[Short task]: Continue the forum thread below on making langmap accept multi-byte characters, starting after its last line.

* Start Article *

Re: Make langmap accept multi-byte characters

Konstantin Korikov
> Thanks for taking a shot at this.  I assume that the binary search
> lookup should be fast enough in most situations.

It is means that I should remove old algorithm completely? It is means
that the program should use binary search lookup even when FEAT_MBYTE
is not defined?

> Instead of using a fixed size array consider using a growarray.  Then
> the size won't be limited.  See ga_init() and related functions.

Thanks for advice. I will rewrite the patch.

--
Best regards,
Konstantin Korikov
--------------------------------------------------
cups-lpd-1.2.4 - Common Unix Printing System - lpd emulation
--------------------------------------------------
Reply | Threaded
Open this post in threaded view
|

Re: Make langmap accept multi-byte characters

Bram Moolenaar

Konstantin Korikov wrote:

> > Thanks for taking a shot at this.  I assume that the binary search
> > lookup should be fast enough in most situations.
>
> It is means that I should remove old algorithm completely? It is means
> that the program should use binary search lookup even when FEAT_MBYTE
> is not defined?

I think it's better to keep the code for now.  Some people may compile
without the multi-byte feature to save on code.

> > Instead of using a fixed size array consider using a growarray.  Then
> > the size won't be limited.  See ga_init() and related functions.
>
> Thanks for advice. I will rewrite the patch.

Good.

--
Those who live by the sword get shot by those who don't.

* End Article *
* Start Recorded information *

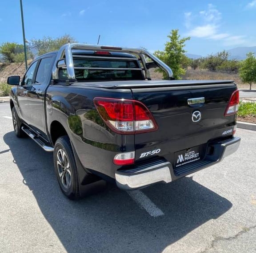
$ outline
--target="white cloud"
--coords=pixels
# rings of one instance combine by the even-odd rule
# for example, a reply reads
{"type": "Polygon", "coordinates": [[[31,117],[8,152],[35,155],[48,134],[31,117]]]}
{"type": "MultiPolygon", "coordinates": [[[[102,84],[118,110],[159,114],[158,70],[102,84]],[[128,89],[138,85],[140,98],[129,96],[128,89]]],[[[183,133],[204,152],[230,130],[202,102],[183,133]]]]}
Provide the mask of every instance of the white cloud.
{"type": "Polygon", "coordinates": [[[62,17],[66,17],[66,16],[71,16],[71,12],[68,12],[66,13],[63,13],[62,15],[62,17]]]}
{"type": "Polygon", "coordinates": [[[85,10],[82,10],[81,11],[80,11],[79,12],[79,15],[80,16],[82,16],[84,14],[85,12],[85,10]]]}
{"type": "Polygon", "coordinates": [[[192,12],[185,12],[184,16],[185,16],[185,26],[186,28],[189,28],[191,25],[191,14],[192,12]]]}
{"type": "Polygon", "coordinates": [[[208,24],[195,27],[189,32],[188,35],[193,37],[205,38],[215,35],[216,30],[216,27],[215,25],[208,24]]]}
{"type": "Polygon", "coordinates": [[[200,12],[199,14],[207,23],[211,22],[215,23],[221,19],[221,13],[211,4],[208,4],[208,10],[200,12]]]}
{"type": "Polygon", "coordinates": [[[246,8],[249,9],[251,9],[254,7],[256,7],[256,0],[253,0],[253,1],[252,1],[252,2],[248,3],[246,5],[246,8]]]}
{"type": "MultiPolygon", "coordinates": [[[[256,2],[256,0],[255,1],[256,2]]],[[[184,13],[185,26],[189,28],[188,35],[197,38],[222,40],[226,45],[242,44],[246,42],[244,36],[222,32],[220,31],[221,13],[212,4],[208,4],[208,7],[207,10],[201,11],[197,15],[193,15],[191,12],[184,13]],[[188,26],[187,25],[188,20],[191,21],[192,16],[197,21],[197,25],[193,25],[190,22],[188,26]]]]}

* End Recorded information *

[The output]:
 /// Bram Moolenaar -- [hidden email] -- http://www.Moolenaar.net   \\\
///        sponsor Vim, vote for features -- http://www.Vim.org/sponsor/ \\\
\\\        download, build and distribute -- http://www.A-A-P.org        ///
 \\\            help me help AIDS victims -- http://ICCF-Holland.org    ///
Reply | Threaded
Open this post in threaded view
|

Re: Make langmap accept multi-byte characters

Konstantin Korikov
> > > Instead of using a fixed size array consider using a growarray.  Then
> > > the size won't be limited.  See ga_init() and related functions.  
> >
> > Thanks for advice. I will rewrite the patch.  
>
> Good.

http://lostclus.linux.kiev.ua/patches/all/vim70-langmapmb-2.patch

I use combination of binary search and simple array lockup.

--
Best regards,
Konstantin Korikov
--------------------------------------------------
python-2.4.3 - An interpreted, interactive, object-oriented programming language.
--------------------------------------------------
Reply | Threaded
Open this post in threaded view
|

Re: Make langmap accept multi-byte characters

Bram Moolenaar

Konstantin Korikov wrote:

> > > > Instead of using a fixed size array consider using a growarray.  Then
> > > > the size won't be limited.  See ga_init() and related functions.  
> > >
> > > Thanks for advice. I will rewrite the patch.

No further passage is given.